*** Opening Exercise inputs ***

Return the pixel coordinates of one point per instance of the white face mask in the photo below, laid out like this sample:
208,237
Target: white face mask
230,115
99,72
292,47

*** Closing Exercise inputs ***

What to do – Print each entry above word for word, leaving none out.

Solution –
Return the pixel coordinates of one point per instance of the white face mask in the photo below, laid out like this sample:
208,237
Target: white face mask
230,115
99,72
292,47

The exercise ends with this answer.